» **Source extract**:
Just as we have borne the image of the man of dust, we shall also bear the image of the man of heaven. (I Cor. 15:49)
  

A woman in Houston, Texas named Theresa Escobedo recently reported that she saw Jesus in a tree in her front yard.  Apparently he had been there for quite some time, only nobody noticed until they cleared away some branches and saw his image embedded in a big knothole in the tree.  "I mean, people might think I'm crazy," Escobedo told a reporter.  "But I know I'm not, 'cause why would he appear on a tree?"  As might be expected, neighborhood opinion was divided on the Jesus image, if not on Escobedo's sanity.  One neighbor agreed only that the knothole appeared to resemble a man with a beard.  "It's probably nature that grew the tree like that," he commented.  "It's not Jesus on the tree."  Another neighbor shared Escobedo's belief that the bearded man had to be the Lord "because that's the image that I have in my heart of Jesus."

As it happens, Jesus sightings are almost as common as Elvis sightings, based on those oddball news stories that turn up regularly in supermarket tabloids or on TV.  Granted, the King of the Jews is less apt than the King of Rock and Roll to appear in the flesh.  Over the last 30 years or so, the image of Jesus has been spotted on a tortilla, a garage door, a soybean oil tank, the chimney of a suburban bowling alley and other unlikely settings.  The only common thread is that each manifestation constitutes a kind of Rorschach test of religious belief.  The true believers see Jesus in the knothole, whereas everyone else sees a guy with a beard.

How do we even know what Jesus looked like?  The biblical sources are pretty sketchy; in fact, his contemporaries left behind no physical description of him whatsoever, nor is there any image from that period to go by.  Artists and iconographers in later periods were therefore given free rein to recast him into the mold of their own time and place.  This accounts for the blue-eyed, blond-haired Jesus that now graces many wall calendars, not to mention the autographed pictures of Jesus Christ that a local evangelist once peddled to listeners on a radio station in Del Rio, Texas.

» **Rows**:
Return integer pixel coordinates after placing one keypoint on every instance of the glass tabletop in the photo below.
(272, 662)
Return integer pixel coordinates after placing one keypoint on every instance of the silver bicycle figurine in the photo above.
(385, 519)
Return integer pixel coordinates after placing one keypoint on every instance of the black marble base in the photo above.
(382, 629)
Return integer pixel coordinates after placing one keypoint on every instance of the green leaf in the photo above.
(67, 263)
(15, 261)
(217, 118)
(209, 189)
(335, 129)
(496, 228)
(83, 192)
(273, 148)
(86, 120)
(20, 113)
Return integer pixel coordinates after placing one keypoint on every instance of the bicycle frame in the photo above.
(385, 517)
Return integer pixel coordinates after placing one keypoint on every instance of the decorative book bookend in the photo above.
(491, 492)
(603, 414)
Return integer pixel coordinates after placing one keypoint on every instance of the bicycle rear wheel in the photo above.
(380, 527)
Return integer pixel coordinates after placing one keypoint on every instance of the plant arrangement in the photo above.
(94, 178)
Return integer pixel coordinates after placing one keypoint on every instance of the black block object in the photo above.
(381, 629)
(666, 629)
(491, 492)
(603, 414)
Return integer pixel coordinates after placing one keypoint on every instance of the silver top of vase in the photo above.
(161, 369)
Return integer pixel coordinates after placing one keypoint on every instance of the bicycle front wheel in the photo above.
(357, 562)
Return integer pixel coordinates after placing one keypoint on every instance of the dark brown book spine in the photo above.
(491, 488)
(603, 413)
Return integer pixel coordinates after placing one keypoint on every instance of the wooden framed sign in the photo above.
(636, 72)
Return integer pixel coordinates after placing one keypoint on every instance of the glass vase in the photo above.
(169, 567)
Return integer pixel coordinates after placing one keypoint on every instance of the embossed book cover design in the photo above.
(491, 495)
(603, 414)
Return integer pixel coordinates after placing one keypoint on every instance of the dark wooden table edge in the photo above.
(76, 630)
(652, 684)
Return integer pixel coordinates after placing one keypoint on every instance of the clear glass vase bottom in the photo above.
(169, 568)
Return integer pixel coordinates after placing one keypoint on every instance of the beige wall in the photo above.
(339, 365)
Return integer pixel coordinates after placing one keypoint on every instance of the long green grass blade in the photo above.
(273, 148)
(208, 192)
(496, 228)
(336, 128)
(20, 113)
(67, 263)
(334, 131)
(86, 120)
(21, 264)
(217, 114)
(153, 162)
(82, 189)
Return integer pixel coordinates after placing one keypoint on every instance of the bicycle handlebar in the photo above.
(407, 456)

» **Written request**:
Please answer these questions using the article on Jesus sightings:
(a) In which city did Theresa Escobedo report seeing Jesus in a tree?
(b) Over roughly how many years has the image of Jesus been spotted on a tortilla, a garage door and other unlikely settings?
(c) In which town was the radio station where a local evangelist sold autographed pictures of Jesus Christ?

» **Task output**:
(a) Houston, Texas
(b) About 30 years
(c) Del Rio, Texas